start
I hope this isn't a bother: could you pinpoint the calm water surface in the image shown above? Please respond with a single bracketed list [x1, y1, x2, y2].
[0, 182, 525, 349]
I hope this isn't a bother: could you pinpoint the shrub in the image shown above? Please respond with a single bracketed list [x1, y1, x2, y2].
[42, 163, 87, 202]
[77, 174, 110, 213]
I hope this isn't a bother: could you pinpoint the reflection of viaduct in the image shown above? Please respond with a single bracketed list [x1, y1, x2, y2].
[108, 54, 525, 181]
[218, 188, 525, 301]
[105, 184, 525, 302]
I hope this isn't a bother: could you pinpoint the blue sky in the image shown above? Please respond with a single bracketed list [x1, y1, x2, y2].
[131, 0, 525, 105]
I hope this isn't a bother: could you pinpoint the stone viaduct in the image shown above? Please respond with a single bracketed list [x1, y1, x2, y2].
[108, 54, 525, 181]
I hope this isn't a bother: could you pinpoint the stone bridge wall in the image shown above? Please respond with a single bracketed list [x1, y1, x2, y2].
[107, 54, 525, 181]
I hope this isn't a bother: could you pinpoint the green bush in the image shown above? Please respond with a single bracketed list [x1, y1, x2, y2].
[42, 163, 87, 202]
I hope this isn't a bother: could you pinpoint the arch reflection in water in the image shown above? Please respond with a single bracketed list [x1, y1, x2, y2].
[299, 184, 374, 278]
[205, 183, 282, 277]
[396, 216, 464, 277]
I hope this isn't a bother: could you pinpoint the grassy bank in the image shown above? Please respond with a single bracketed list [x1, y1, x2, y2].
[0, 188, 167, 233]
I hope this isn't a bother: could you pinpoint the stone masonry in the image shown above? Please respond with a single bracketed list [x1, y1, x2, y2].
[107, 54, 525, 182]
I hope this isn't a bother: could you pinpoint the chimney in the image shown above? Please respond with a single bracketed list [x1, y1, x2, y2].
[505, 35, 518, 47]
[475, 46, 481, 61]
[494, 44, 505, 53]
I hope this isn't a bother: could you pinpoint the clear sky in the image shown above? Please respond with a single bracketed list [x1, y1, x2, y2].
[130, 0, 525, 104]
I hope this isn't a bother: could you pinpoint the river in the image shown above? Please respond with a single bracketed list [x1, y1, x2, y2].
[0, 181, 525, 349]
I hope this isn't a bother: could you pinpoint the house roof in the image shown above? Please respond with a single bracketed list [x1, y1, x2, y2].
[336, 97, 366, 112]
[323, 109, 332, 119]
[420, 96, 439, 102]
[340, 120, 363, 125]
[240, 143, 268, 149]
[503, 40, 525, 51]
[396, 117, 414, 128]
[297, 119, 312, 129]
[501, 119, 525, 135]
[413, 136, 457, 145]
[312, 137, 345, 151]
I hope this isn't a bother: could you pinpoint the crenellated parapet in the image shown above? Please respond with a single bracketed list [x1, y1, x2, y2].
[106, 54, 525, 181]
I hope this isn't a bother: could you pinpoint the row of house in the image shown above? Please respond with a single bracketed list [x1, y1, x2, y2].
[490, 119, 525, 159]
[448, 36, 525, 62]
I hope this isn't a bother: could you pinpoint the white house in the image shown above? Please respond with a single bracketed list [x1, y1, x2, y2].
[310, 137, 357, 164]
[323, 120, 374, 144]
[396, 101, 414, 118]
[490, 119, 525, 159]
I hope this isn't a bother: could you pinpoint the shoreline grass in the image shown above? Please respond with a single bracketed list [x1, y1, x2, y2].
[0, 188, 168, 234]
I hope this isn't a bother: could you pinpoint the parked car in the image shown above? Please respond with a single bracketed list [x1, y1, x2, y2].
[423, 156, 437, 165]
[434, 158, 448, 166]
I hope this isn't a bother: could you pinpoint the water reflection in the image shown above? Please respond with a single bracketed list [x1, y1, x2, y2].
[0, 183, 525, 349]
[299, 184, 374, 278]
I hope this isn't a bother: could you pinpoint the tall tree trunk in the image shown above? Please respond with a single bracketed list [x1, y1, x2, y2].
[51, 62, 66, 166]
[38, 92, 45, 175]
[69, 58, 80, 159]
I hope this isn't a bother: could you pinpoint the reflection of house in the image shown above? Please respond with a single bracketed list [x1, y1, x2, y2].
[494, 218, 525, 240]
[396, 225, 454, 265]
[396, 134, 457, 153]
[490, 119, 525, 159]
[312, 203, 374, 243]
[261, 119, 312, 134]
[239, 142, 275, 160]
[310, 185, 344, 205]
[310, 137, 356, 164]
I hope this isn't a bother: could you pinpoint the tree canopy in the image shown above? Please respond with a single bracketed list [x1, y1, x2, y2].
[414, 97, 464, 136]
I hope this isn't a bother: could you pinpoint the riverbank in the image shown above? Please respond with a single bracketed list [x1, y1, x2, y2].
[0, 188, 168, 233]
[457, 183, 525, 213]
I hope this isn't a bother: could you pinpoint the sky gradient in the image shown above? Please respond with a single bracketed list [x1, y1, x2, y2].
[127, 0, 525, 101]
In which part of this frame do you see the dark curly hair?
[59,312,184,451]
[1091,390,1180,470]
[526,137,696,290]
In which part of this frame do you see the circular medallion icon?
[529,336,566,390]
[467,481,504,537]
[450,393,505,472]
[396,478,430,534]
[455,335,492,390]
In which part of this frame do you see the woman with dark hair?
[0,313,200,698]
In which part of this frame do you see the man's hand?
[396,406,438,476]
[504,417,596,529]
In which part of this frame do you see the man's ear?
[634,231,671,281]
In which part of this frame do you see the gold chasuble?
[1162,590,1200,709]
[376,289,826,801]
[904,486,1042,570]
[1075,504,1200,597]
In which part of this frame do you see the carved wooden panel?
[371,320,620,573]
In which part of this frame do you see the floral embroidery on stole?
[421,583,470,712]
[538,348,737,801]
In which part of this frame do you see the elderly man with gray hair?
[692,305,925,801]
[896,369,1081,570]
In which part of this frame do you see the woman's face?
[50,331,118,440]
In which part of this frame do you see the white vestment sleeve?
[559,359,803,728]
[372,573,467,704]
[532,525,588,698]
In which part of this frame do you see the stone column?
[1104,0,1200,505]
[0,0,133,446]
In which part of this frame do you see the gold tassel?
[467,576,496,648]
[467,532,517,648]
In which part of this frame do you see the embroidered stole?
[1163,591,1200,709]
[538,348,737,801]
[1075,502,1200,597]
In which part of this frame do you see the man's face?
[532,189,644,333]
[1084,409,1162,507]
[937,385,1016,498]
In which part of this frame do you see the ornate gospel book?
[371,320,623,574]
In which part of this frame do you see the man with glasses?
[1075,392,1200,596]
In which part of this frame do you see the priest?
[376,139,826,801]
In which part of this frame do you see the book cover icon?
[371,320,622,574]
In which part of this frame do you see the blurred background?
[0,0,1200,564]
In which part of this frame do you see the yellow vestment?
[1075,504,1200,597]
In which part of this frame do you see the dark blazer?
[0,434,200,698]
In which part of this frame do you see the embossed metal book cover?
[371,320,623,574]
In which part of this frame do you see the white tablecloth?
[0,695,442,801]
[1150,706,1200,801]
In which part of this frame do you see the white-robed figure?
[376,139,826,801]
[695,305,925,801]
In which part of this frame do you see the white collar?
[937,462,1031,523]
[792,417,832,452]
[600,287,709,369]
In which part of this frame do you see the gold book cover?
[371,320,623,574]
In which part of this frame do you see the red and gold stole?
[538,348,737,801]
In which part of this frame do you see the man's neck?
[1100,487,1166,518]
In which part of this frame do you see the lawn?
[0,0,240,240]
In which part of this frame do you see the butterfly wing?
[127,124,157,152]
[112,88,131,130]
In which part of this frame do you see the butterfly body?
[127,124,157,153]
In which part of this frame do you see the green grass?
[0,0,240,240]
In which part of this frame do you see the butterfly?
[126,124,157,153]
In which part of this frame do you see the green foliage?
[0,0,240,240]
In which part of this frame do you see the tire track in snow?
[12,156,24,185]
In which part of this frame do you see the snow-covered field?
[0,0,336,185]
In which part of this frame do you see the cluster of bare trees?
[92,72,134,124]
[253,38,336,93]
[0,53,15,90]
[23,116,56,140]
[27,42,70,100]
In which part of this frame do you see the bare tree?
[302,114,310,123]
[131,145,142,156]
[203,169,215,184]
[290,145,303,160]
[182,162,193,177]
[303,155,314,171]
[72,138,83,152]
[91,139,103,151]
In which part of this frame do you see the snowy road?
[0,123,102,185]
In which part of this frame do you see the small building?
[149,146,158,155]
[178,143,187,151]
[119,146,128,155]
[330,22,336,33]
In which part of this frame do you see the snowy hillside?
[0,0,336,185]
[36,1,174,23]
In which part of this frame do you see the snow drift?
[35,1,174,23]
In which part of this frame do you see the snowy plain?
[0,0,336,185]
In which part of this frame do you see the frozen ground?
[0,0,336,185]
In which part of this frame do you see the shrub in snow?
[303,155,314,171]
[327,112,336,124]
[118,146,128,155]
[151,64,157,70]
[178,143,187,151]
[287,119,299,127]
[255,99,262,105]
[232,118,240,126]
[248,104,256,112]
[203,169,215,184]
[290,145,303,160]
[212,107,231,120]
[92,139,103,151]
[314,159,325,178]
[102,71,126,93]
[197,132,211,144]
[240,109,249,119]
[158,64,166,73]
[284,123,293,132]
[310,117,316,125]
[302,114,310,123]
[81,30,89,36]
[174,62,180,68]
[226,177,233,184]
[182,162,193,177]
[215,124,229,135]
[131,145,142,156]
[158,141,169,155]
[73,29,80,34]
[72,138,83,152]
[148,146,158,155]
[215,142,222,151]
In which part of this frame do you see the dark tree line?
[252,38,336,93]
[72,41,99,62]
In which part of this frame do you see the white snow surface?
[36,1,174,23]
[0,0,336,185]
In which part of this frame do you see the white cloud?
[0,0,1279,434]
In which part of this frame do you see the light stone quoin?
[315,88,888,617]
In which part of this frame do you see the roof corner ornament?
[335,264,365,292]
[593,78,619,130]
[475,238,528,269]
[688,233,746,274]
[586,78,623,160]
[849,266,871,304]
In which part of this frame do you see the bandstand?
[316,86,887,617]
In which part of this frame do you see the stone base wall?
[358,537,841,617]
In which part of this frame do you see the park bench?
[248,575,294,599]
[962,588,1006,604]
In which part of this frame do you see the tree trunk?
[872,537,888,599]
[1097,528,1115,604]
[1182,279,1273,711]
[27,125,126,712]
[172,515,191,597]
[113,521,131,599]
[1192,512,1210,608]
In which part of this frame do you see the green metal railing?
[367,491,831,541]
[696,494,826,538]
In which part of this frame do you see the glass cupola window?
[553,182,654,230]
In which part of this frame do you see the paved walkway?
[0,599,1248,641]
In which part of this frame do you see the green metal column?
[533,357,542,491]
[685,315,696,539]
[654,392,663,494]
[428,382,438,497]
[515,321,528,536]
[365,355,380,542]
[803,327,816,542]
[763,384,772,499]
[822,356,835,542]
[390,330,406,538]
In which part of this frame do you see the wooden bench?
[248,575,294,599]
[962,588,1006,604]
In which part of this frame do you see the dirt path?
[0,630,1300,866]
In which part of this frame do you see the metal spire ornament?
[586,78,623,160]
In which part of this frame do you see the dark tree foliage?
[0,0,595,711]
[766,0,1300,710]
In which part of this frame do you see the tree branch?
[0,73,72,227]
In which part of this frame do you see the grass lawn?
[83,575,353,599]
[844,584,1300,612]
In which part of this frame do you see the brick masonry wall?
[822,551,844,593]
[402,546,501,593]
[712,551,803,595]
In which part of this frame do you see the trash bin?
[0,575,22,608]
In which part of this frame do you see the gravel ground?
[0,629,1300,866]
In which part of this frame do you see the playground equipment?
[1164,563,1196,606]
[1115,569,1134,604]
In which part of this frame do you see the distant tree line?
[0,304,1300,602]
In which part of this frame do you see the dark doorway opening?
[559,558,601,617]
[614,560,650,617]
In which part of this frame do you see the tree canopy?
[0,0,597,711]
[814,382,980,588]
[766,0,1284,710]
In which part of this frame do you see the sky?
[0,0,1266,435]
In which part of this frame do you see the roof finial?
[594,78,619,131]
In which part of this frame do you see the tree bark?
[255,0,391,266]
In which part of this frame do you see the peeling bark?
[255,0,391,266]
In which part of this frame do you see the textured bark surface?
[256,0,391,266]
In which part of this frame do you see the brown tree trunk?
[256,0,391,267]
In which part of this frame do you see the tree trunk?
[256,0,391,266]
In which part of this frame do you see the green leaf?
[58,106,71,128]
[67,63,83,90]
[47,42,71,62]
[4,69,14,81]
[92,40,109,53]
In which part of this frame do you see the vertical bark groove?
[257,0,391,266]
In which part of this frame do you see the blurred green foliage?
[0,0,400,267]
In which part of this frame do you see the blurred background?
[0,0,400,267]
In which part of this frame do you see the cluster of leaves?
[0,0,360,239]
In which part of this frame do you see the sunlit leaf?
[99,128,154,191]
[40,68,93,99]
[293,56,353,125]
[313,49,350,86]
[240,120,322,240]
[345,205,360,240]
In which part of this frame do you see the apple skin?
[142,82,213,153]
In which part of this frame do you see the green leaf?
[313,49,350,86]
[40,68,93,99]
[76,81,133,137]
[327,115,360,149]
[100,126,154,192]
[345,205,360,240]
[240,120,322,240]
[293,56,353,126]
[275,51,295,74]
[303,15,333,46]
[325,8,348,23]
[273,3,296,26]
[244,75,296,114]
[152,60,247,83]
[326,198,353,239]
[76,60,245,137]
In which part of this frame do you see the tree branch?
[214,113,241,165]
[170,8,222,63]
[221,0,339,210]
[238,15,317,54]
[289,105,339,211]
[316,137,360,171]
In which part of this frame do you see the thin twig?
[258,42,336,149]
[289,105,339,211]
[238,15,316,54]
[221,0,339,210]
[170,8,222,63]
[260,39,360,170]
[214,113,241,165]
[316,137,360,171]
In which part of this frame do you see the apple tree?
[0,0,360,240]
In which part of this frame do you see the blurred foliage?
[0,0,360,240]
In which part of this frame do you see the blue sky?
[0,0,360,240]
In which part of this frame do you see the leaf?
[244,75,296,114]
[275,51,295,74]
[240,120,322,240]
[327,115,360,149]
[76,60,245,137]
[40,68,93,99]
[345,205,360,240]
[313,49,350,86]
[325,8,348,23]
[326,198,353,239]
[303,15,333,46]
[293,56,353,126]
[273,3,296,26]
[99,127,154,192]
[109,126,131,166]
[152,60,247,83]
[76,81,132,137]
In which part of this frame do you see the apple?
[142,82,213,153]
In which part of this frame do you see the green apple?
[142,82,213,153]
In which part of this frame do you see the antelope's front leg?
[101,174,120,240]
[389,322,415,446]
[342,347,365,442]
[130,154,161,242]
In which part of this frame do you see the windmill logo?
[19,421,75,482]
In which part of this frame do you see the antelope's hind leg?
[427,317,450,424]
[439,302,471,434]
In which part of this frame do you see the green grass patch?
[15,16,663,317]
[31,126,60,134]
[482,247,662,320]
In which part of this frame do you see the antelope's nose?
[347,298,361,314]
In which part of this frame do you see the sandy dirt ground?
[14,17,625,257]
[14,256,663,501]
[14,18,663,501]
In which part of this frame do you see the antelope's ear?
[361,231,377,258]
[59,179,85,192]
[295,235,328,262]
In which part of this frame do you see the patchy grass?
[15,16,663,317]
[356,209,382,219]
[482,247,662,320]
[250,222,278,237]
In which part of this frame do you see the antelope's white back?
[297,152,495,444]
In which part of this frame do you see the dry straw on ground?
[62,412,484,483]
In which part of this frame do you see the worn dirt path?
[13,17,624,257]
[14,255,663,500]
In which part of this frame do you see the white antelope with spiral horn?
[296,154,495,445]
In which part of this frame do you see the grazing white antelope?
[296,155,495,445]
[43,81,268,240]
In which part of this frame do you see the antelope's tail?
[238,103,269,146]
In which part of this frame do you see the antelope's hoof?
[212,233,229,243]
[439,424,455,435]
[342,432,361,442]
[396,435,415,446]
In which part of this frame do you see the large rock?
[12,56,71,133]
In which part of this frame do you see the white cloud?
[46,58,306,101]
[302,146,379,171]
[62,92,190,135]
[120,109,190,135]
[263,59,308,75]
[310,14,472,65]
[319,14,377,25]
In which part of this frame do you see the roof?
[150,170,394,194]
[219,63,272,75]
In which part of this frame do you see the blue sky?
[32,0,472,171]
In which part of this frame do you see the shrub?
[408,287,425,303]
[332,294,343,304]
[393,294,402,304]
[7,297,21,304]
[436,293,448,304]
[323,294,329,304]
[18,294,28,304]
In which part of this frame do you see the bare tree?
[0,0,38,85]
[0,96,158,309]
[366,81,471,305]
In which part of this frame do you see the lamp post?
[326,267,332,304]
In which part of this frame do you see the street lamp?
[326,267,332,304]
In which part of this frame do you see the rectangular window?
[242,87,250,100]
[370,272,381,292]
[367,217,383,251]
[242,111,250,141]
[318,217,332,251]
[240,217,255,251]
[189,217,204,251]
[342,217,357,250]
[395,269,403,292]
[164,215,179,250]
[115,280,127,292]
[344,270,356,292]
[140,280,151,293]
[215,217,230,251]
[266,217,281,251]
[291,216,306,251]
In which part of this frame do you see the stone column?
end
■ Instructions for the task
Starting with the line of the listing that contains "In which part of this frame do you see the lawn?" and going on through the line that contains "[127,124,157,153]", write out those lines as a numbered list, leaving out any blank lines.

■ The response
1. In which part of this frame do you see the lawn?
2. [0,0,240,240]
3. In which part of this frame do you see the butterfly wing?
4. [127,124,157,152]
5. [112,88,131,130]
6. In which part of this frame do you see the butterfly body?
7. [127,124,157,153]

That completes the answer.